**STATED GOAL**. Copy every line of the listing exactly.

※

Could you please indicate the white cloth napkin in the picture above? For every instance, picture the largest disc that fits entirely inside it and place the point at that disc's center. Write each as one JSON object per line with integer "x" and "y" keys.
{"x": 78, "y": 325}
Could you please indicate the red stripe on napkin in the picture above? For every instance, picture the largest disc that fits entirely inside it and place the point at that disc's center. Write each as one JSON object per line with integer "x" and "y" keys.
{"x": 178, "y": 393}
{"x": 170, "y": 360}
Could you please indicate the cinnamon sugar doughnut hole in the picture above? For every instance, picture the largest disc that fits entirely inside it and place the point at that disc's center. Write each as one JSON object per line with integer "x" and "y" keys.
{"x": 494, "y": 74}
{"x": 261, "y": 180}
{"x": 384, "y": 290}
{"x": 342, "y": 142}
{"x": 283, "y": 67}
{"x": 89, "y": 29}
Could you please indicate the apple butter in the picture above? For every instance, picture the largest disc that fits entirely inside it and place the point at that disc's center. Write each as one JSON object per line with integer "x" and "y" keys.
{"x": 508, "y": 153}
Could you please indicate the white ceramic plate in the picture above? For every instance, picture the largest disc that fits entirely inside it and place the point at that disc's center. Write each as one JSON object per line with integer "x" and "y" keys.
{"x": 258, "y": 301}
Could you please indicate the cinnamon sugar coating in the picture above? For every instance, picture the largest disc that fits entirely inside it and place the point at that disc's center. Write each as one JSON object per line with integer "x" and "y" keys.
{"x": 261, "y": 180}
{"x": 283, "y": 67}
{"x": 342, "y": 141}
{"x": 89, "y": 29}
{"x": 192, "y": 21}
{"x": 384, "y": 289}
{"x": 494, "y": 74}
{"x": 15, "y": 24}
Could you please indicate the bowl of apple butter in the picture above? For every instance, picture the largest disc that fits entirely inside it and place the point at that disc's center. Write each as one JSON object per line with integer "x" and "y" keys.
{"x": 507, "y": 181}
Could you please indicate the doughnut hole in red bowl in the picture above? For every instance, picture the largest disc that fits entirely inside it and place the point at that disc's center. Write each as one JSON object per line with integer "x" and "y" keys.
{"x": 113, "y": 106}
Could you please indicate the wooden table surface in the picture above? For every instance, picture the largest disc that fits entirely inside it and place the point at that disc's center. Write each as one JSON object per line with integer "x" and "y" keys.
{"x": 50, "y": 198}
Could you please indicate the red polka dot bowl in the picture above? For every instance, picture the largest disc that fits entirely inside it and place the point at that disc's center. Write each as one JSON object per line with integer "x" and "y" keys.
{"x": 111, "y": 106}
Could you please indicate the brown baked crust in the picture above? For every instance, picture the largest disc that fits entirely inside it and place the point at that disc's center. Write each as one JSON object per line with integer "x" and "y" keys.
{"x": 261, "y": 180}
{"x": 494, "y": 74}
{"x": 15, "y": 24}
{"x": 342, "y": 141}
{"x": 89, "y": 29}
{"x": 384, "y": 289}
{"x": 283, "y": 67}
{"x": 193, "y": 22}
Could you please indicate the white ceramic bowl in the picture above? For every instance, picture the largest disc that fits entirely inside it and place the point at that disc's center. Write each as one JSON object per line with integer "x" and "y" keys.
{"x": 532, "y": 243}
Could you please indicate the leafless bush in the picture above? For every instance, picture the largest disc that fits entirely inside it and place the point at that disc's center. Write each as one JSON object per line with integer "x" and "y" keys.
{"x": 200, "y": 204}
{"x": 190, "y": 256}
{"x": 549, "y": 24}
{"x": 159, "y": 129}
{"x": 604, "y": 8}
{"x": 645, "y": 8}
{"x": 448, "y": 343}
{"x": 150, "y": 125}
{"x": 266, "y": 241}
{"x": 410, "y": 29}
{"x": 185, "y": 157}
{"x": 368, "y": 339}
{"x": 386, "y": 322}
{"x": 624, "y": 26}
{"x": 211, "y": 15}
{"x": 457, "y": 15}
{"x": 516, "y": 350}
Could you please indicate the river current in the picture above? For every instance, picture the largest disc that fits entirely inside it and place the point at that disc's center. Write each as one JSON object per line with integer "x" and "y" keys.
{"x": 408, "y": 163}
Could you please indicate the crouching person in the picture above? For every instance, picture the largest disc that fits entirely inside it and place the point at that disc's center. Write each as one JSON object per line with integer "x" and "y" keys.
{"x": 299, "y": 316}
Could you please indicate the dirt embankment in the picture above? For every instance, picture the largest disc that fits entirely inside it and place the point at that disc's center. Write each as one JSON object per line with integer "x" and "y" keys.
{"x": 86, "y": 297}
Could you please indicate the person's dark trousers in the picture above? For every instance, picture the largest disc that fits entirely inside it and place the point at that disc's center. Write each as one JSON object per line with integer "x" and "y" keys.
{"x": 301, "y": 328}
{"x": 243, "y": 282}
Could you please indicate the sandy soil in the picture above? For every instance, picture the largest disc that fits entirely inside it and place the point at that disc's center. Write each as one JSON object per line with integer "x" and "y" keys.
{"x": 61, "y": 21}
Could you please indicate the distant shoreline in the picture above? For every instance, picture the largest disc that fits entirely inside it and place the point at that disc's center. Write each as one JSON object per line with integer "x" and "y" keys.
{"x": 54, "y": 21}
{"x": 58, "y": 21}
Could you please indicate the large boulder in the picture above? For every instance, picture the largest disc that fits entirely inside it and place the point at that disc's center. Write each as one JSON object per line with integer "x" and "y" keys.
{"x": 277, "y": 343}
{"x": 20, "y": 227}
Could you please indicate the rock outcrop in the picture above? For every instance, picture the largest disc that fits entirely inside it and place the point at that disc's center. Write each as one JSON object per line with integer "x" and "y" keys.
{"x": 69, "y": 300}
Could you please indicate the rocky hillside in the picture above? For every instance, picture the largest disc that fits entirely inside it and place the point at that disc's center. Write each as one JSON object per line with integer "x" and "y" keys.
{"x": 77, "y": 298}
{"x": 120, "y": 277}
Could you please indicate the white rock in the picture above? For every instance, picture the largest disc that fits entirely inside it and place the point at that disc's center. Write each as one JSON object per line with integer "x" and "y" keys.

※

**RESULT FOR THIS EXERCISE**.
Could you please indicate the white cloth napkin in the picture above? For every instance, picture the largest disc that fits entirely inside it and place the point at that disc's center. Write each as one JSON object per line with integer "x" and "y" keys.
{"x": 78, "y": 325}
Could you please indicate the red stripe on napkin in the picture above? For every instance, picture the largest disc that fits entirely inside it and place the point at that disc's center. Write each as one JSON object per line with integer "x" and "y" keys.
{"x": 178, "y": 393}
{"x": 170, "y": 360}
Could you please indicate the cinnamon sugar doughnut hole in the picture above? For every instance, picture the largest disc that fits entirely inside it and place the point at that disc's center. Write each as one JSON object per line with integer "x" and "y" keys.
{"x": 494, "y": 74}
{"x": 261, "y": 180}
{"x": 384, "y": 290}
{"x": 342, "y": 142}
{"x": 283, "y": 67}
{"x": 89, "y": 29}
Could you please indicate the apple butter in the picture above? For every instance, picture the largest disc that fits entirely inside it and place the point at that disc's center. Write each as one JSON object per line with integer "x" and "y" keys.
{"x": 508, "y": 153}
Could you please indicate the white ceramic plate in the picture above? For every instance, picture the largest disc that fits entirely inside it and place the point at that disc's center. Write each as one JSON object per line with integer "x" and "y" keys.
{"x": 258, "y": 301}
Could you please indicate the cinnamon sugar coating in the picture above? For every instance, picture the largest disc that fits entirely inside it and place the point at that disc's center. Write each as one JSON object per line with integer "x" and "y" keys.
{"x": 261, "y": 180}
{"x": 283, "y": 67}
{"x": 342, "y": 141}
{"x": 89, "y": 29}
{"x": 192, "y": 21}
{"x": 384, "y": 289}
{"x": 494, "y": 74}
{"x": 15, "y": 24}
Could you please indicate the bowl of apple butter in the picture above? For every instance, picture the largest disc that fits entirely inside it and place the point at that disc's center. Write each as one JSON object per line with integer "x" and "y" keys.
{"x": 507, "y": 181}
Could you please indicate the doughnut hole in red bowl in the picture above? For every instance, picture the largest disc that fits entirely inside it and place the point at that disc's center. Write each as one JSON object per line with integer "x" and "y" keys.
{"x": 113, "y": 106}
Could you please indicate the wooden table surface in the picture above? For every instance, picture the largest disc that fits entirely inside it and place the point at that disc's center. Write each as one JSON object per line with integer "x" and "y" keys.
{"x": 50, "y": 198}
Could you please indicate the red polka dot bowl in the picture above? For every instance, picture the largest disc that fits entirely inside it and place the point at that disc's center. Write each as one JSON object per line with integer "x" and "y" keys.
{"x": 111, "y": 106}
Could you please indicate the brown baked crust in the picture above? For every instance, picture the largest disc that fits entirely inside it and place the point at that disc's center. Write each as one JSON object per line with integer "x" and "y" keys.
{"x": 261, "y": 180}
{"x": 494, "y": 74}
{"x": 15, "y": 24}
{"x": 342, "y": 141}
{"x": 89, "y": 29}
{"x": 384, "y": 289}
{"x": 283, "y": 67}
{"x": 193, "y": 22}
Could you please indicate the white ceramic bowl in the picture above? For every instance, picture the largest disc that fits entirely inside it and place the point at that disc's center. Write each as one JSON object per line with integer "x" and "y" keys.
{"x": 532, "y": 243}
Could you please indicate the leafless bush in the picture above? For every instance, picture the largest disc that fits entirely inside it and place the point at that disc's center. Write each as one JSON object per line with integer "x" and "y" keys.
{"x": 200, "y": 204}
{"x": 190, "y": 256}
{"x": 549, "y": 24}
{"x": 159, "y": 129}
{"x": 604, "y": 8}
{"x": 645, "y": 8}
{"x": 448, "y": 343}
{"x": 150, "y": 125}
{"x": 266, "y": 241}
{"x": 410, "y": 29}
{"x": 185, "y": 157}
{"x": 368, "y": 339}
{"x": 386, "y": 322}
{"x": 624, "y": 26}
{"x": 211, "y": 15}
{"x": 457, "y": 15}
{"x": 516, "y": 350}
Could you please indicate the river current in the picture above? For every instance, picture the largest disc that fits entirely inside it and place the point at that disc's center. Write each as one JSON object per line with integer "x" and "y" keys.
{"x": 408, "y": 163}
Could you please indicate the crouching person in the picture above? For every instance, picture the largest disc that fits entirely inside it and place the point at that disc's center. Write each as one JSON object per line with integer "x" and "y" keys.
{"x": 299, "y": 316}
Could you please indicate the dirt embankment in the picture above? For every instance, picture the largest disc that fits entirely inside it and place the point at that disc's center. Write each as one JSON object per line with integer "x" and "y" keys.
{"x": 86, "y": 297}
Could you please indicate the person's dark trousers in the picture above? For every instance, picture the largest disc that fits entirely inside it and place the point at that disc's center. Write each as one JSON object per line with integer "x" and "y" keys.
{"x": 301, "y": 328}
{"x": 243, "y": 282}
Could you please indicate the sandy soil in the picture above? For every instance, picture the largest disc that fits entirely inside it and place the point at that disc's center. Write each as one JSON object per line with integer "x" and "y" keys.
{"x": 61, "y": 21}
Could you please indicate the distant shoreline in the picture above? For every instance, picture the largest disc that fits entirely inside it and place the point at that disc's center. Write each as one JSON object per line with integer "x" and "y" keys.
{"x": 54, "y": 21}
{"x": 58, "y": 21}
Could you please indicate the large boulder in the picture above? For every instance, picture the largest disc that fits entirely inside it and place the point at that disc's center. Write each as one JSON object per line with integer "x" and "y" keys.
{"x": 277, "y": 343}
{"x": 20, "y": 227}
Could you please indicate the rock outcrop in the picture above? For every instance, picture the largest disc that fits entirely inside it and place the point at that disc's center. Write each as one JSON object per line with integer "x" and "y" keys.
{"x": 69, "y": 300}
Could you please indicate the rocky hillside in the picture above? For every instance, picture the largest disc that fits entirely inside it and place the point at that disc's center. Write each as one JSON object per line with integer "x" and "y" keys.
{"x": 77, "y": 298}
{"x": 120, "y": 277}
Could you please indicate the white rock in the picture above? For every instance, picture the largest disc that fits entirely inside it and place the point at that disc's center. Write each as one JSON object per line with integer "x" and "y" keys.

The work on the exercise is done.